Saved entries
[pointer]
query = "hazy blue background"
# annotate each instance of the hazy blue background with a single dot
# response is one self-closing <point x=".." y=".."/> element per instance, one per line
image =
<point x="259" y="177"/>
---
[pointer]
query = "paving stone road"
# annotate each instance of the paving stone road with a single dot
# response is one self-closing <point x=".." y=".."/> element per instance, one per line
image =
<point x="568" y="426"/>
...
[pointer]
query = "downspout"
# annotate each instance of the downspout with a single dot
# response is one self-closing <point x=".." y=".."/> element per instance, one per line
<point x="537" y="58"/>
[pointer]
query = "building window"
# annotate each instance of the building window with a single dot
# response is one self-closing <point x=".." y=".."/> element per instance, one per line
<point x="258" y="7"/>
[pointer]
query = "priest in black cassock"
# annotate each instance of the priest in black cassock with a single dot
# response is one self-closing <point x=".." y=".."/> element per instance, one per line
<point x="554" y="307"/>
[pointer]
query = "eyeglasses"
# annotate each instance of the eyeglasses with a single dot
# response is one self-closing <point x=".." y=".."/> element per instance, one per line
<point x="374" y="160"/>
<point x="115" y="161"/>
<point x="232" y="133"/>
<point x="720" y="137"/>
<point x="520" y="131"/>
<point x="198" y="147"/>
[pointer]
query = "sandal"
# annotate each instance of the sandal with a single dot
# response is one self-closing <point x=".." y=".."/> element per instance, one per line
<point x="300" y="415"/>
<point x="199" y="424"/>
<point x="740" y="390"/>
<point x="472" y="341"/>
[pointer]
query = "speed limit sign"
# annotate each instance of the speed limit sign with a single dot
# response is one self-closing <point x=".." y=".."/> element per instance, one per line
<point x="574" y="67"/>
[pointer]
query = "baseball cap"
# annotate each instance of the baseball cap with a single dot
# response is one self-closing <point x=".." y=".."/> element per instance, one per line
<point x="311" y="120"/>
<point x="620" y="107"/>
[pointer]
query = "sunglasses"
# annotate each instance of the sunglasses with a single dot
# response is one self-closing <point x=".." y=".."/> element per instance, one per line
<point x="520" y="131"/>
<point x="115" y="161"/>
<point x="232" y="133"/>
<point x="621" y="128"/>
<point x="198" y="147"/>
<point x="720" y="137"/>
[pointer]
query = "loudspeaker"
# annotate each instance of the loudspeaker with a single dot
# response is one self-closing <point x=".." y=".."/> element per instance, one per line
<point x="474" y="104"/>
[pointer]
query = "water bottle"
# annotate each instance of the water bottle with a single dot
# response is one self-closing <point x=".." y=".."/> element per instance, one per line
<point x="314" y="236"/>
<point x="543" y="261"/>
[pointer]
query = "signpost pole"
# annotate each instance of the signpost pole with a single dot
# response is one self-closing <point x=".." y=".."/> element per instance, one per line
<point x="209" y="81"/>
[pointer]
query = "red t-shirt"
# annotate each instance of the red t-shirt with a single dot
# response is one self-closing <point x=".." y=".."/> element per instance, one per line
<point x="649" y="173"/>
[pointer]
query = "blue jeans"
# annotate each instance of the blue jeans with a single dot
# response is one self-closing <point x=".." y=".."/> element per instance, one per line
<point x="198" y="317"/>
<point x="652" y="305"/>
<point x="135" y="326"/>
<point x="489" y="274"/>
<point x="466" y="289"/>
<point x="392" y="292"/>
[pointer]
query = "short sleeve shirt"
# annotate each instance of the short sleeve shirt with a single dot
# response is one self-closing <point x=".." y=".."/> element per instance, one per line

What you should do:
Wherever the word "sleeve" occurs in the data, copy that whole line.

Written answer:
query = "short sleeve shirt"
# annotate each instance of the short sleeve shirt with a single dot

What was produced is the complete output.